--- Problem to solve ---
Rewrite each line of the records below as a JSON list of strings, one string per line, with blank lines left out.

--- Raw data ---
— begin —
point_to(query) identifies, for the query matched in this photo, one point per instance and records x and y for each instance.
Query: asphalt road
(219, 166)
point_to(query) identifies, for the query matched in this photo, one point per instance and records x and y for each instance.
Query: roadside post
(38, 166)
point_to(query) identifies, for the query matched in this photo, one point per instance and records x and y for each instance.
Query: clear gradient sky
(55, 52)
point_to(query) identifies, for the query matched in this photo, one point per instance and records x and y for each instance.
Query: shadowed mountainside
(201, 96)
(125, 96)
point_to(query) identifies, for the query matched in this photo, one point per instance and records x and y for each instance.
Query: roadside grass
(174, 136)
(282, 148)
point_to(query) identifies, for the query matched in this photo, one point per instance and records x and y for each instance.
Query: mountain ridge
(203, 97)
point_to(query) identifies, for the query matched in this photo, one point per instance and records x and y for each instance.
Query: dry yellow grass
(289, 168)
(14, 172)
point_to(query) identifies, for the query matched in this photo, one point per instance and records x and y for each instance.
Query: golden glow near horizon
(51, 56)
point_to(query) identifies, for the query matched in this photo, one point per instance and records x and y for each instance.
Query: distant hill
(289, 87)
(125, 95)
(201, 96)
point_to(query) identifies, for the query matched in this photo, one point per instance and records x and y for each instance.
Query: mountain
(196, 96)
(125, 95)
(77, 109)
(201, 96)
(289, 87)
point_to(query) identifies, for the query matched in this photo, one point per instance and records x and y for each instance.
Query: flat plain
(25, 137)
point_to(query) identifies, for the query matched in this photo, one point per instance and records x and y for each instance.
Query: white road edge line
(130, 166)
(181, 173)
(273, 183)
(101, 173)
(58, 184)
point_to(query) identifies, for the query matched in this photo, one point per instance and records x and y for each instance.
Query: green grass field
— end —
--- Expected answer ---
[
  "point_to(query) identifies, for the query matched in this photo, one point per instance and records x and y for each instance.",
  "Query: asphalt road",
  "(219, 166)",
  "point_to(query) identifies, for the query matched in this photo, one point per instance and records x and y for each instance.",
  "Query: roadside post",
  "(38, 166)",
  "point_to(query) identifies, for the query matched in this photo, one point per instance and records x and y for each instance.",
  "Query: clear gradient sky",
  "(55, 52)",
  "point_to(query) identifies, for the query matched in this photo, one point per instance and records x and y for each instance.",
  "Query: shadowed mountainside",
  "(201, 96)",
  "(125, 96)",
  "point_to(query) identifies, for the query matched in this photo, one point per instance and records x and y for each instance.",
  "Query: roadside grass",
  "(174, 136)",
  "(282, 148)",
  "point_to(query) identifies, for the query matched in this photo, one point per instance and records x and y for each instance.",
  "Query: mountain ridge",
  "(203, 97)",
  "point_to(query) identifies, for the query matched in this photo, one point per instance and records x and y for each instance.",
  "Query: dry yellow grass",
  "(289, 168)",
  "(14, 172)",
  "point_to(query) identifies, for the query matched in this photo, one point per instance and records x and y for each instance.",
  "Query: golden glow near horizon",
  "(51, 56)",
  "point_to(query) identifies, for the query matched in this photo, one point per instance and records x and y for each instance.",
  "Query: distant hill",
  "(289, 87)",
  "(125, 95)",
  "(201, 96)",
  "point_to(query) identifies, for the query matched in this photo, one point per instance and records x and y for each instance.",
  "Query: mountain",
  "(196, 96)",
  "(125, 95)",
  "(77, 109)",
  "(201, 96)",
  "(289, 87)",
  "point_to(query) identifies, for the query matched in this photo, one point per instance and records x and y for each instance.",
  "Query: flat plain",
  "(25, 137)",
  "point_to(query) identifies, for the query matched in this photo, one point per instance and records x and y for each instance.",
  "Query: white road edge line",
  "(130, 166)",
  "(181, 173)",
  "(273, 183)",
  "(101, 173)",
  "(58, 184)",
  "point_to(query) identifies, for the query matched in this photo, one point per instance and records x and y for each instance.",
  "Query: green grass field"
]